Instructions for the task – Repeat the records below word for word, but start at the line that contains "Pretty please, spot the screened", stop after the last line, and include nothing else.

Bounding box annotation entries
┄┄┄┄┄┄┄┄┄┄
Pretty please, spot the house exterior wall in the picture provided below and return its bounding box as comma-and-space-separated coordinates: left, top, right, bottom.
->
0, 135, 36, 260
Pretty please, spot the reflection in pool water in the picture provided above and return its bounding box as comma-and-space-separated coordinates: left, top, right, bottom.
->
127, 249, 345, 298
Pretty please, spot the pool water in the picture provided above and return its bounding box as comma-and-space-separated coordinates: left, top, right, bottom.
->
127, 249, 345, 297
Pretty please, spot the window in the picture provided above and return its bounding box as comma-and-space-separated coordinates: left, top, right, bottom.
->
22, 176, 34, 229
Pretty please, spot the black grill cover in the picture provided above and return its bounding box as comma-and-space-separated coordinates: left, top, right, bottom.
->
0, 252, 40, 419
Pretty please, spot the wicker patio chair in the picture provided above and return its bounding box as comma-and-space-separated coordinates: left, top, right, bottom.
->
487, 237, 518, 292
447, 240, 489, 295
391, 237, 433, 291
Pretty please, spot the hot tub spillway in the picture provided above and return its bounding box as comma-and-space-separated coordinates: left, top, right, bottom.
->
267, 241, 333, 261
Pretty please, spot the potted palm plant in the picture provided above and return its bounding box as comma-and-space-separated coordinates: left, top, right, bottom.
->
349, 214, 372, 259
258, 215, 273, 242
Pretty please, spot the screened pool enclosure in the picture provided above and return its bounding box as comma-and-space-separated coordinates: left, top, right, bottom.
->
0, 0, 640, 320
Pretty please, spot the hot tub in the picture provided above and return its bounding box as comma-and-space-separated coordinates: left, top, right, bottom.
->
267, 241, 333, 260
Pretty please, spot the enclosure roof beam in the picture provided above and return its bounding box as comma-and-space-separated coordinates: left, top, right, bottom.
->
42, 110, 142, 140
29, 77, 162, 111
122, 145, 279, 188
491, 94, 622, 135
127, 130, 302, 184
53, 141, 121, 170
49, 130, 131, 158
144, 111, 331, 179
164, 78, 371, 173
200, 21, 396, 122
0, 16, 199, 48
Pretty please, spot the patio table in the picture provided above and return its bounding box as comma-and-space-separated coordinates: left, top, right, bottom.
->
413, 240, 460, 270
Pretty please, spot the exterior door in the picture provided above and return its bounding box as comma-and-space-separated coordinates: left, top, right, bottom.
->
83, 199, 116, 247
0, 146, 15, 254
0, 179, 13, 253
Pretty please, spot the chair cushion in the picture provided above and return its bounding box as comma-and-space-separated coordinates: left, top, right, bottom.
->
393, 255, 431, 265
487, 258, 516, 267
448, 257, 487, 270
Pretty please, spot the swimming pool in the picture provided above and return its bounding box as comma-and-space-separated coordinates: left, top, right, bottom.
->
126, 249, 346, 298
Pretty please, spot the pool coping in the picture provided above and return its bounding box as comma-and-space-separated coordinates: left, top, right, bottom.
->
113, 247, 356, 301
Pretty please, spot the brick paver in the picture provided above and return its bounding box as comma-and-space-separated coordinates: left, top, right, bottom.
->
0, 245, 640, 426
┄┄┄┄┄┄┄┄┄┄
Answer to the task –
Pretty please, spot the screened pool enclosure in the picture provided above and return its bounding box as comma-and-space-separated coordinates: left, top, right, bottom.
->
0, 0, 640, 320
Pretty please, spot the hot tub in the picture provided above and return its bounding box as comma-and-space-separated coordinates: left, top, right, bottom.
->
267, 241, 333, 260
Pretty please, spot the enclosure roof beam in the picture provided above and return its bounding box as comma-and-space-separated coordinates: left, top, right, bottom.
->
42, 110, 142, 140
29, 77, 162, 111
122, 145, 279, 188
491, 94, 622, 135
127, 130, 302, 184
53, 141, 121, 170
49, 130, 131, 158
144, 111, 331, 179
164, 78, 371, 173
200, 21, 396, 122
0, 16, 199, 48
Pretty please, spot the patio table in the picture provided above and return its bounding box as comma-and-space-separated coordinates: left, top, right, bottom.
->
413, 240, 460, 270
Pretty please, spot the exterior door in the picture provided above and return its bounding box as comma-and-space-separated coordinates: left, top, right, bottom.
->
83, 199, 116, 247
0, 146, 15, 254
0, 179, 13, 253
Pretty please, spot the chair cushion in the picture provided above and return its bounding box as comma-and-space-separated coordinates: left, top, right, bottom.
->
393, 255, 431, 265
487, 258, 516, 267
448, 257, 487, 270
Pretty please, spot the swimming pool in the picture provided above and return its bounding box as comma-and-space-separated coordinates: left, top, right, bottom.
->
126, 249, 346, 298
Pretty please, spot the pool coping in the picture provided above and return its bounding box as comma-and-space-separated coordinates: left, top, right, bottom.
->
113, 247, 356, 301
Pretty please, spot the brick paver in the picture provided above and return its bounding box as comma-and-space-separated coordinates: left, top, right, bottom.
->
0, 245, 640, 426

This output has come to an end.